ENUNCIADO DA TAREFA.
Reescreva o texto sobre a indiferença social a partir do ponto em que aparece "A escola deveria" e pare depois de "escola fez e faz?", trocando "escola" por "instituição de ensino".

##### BLOCO DE TEXTO #####

Quem interviu algum dia, quem desconfiou que seu isolamento refletia a solidão, a rejeição e não uma característica individual?
A escola deveria intermediar tais questões, inclusive - há um apontamento de um professor, que disse que ele” era muito devagar, em processo, que necessitava de acompanhamento” -o que a escola fez e faz?
Quantos welligntons serão precisos surgir para nossa sociedade perceber que o monstro habita em todos nós: nas nossas indiferenças, no nosso individualismo, nos preconceitos e tantos “ismos” que se fazem presente?
A sociedade está à caça às bruxas nesse momento, tentando encontrar uma resposta , tentando achar cúmplices, culpar religiões, etc... Mas não parou pra perceber que devemos caçar em nossas raízes o mal que cresce velado, aquilo que deixamos de ensinar aos nossos filhos: a preocupação com o próximo, a tolerância com os diferentes, os valores de amizade e respeito.
É muito fácil “tapar o sol com a peneira”, simplificando a questão: Trata-se de um monstro, vingativo, doente mental , viciado em jogos de tiro e fanático religioso.
Difícil é reconhecer que todos nós, ao desprezar pessoas, ao xingar, ofender , seja por racismo, preconceito, podemos estar criando um monstro.
Nosso sistema de saúde também pouco se interessa por transtornos mentais, pessoas que sofrem de qualquer distúrbio são estigmatizadas pela sociedade. É muito comum ler em noticiários: FULANO MATOU A MULHER E SE MATOU, TINHA DEPRESSÃO.

##### INFORMAÇÕES FORNECIDAS #####

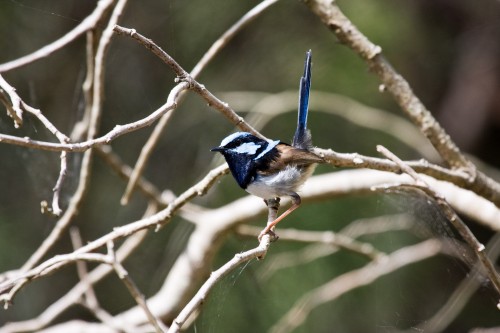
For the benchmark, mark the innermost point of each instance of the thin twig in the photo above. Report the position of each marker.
(156, 220)
(85, 169)
(352, 280)
(215, 277)
(51, 312)
(393, 82)
(134, 290)
(330, 238)
(451, 215)
(218, 45)
(88, 23)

#####

RESOLUÇÃO.
A instituição de ensino deveria intermediar tais questões, inclusive - há um apontamento de um professor, que disse que ele” era muito devagar, em processo, que necessitava de acompanhamento” -o que a instituição de ensino fez e faz?